### TEXT EXCERPT

— Begin —

One of the things that is most frustrating to me about sending in spam reports is that many ESPs and senders don’t actively monitor their abuse address. A few months ago I talked about getting spam from Dell to multiple email addresses of mine.
What I didn’t talk about was how badly broken the ESP was in handling my complaint. The ESP was, like many ESPs, an organization that grew organically and also purchased several smaller ESPs over the course of a few years. This means they have at least 5 or 6 different domains.
The problem is, they don’t effectively monitor abuse@ for those different domains. In fact, it took me blogging about it to get any response from the ESP. Unfortunately, that initial response was “why didn’t you tell us about it?”
I pointed out I’d tried abuse@domain1, abuse@domain2, abuse@domain3, and abuse@domain4. Some of the addresses were in the mail headers, others were in the ESP record at abuse.net. Three of those addresses bounced with “no such user.” In other words, I’d tried to tell them, but they weren’t accepting reports in a way I could access.
Every ESP should have active abuse addresses at domains that show up in their mail. This means the bounce address domain should have an abuse address. The reverse DNS domain should have an abuse address. The d= domain should have an abuse address.
And those addresses should be monitored. In the Dell case, the ESP did have an active abuse@ address but it was handled by corporate. Corporate dropped the ball and never forwarded the complaint to the ESP reps who could act on the spam issue.
ESPs and all senders should have abuse@ addresses that are monitored. They should also be tested on a regular basis. In the above case, addresses that used to work were disabled during some upgrade or another. No one thought to test to see if they were working after the change.
You should also test your process. If you send in a complaint, how does it get handled? What happens? Do you even have a complaint handling process outside of “count and forward”?
All large scale senders should have appropriate abuse@ addresses that are monitored. If you don’t, well, you look like a spammer.

— End —

### TASK STATEMENT
Answer these questions about the excerpt on ESP abuse addresses:
1. How many of the addresses the writer tried bounced, and with what message?
2. In the Dell case, who handled the ESP's active abuse@ address?
3. When were the addresses that used to work disabled?

[Rows from a segmentation dataset]
— Begin —

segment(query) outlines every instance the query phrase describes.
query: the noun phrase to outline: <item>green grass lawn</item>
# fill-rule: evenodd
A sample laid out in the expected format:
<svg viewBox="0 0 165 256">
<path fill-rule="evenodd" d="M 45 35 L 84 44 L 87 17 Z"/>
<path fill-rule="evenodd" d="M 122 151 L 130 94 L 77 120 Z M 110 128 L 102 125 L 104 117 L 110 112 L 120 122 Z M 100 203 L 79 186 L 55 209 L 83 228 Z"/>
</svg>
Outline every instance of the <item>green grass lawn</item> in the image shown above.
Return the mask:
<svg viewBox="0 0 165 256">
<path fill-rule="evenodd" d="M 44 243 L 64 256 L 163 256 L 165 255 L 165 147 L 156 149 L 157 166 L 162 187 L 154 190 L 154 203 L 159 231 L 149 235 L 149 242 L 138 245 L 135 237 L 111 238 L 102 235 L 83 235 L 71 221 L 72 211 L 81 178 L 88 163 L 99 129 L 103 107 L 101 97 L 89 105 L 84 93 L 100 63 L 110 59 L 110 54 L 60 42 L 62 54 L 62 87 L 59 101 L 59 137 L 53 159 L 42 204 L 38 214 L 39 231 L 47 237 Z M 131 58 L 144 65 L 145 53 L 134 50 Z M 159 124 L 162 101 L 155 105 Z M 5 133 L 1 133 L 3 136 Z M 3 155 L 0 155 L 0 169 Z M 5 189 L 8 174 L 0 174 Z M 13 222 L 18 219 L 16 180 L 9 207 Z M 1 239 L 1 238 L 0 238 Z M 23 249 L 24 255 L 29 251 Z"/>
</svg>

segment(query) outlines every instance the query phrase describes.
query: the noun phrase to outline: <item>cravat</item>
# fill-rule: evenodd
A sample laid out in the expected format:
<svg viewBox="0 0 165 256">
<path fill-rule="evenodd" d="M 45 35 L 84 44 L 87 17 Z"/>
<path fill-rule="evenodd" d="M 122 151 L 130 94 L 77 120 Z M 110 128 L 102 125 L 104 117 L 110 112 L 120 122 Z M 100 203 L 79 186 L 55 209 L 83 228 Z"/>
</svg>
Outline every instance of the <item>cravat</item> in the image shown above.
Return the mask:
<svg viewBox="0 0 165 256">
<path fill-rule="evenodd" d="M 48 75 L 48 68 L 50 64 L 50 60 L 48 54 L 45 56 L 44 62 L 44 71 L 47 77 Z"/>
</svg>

— End —
— Begin —

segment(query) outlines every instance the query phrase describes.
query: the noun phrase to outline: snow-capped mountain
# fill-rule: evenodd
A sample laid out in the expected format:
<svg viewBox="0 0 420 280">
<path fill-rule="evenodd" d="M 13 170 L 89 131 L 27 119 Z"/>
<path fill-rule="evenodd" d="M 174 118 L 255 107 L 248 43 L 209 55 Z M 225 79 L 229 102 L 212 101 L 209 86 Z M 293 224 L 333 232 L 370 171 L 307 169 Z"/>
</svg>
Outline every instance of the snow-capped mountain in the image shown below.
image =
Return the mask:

— End —

### ANSWER BELOW
1. Three bounced, with "no such user."
2. Corporate handled it.
3. They were disabled during some upgrade or another.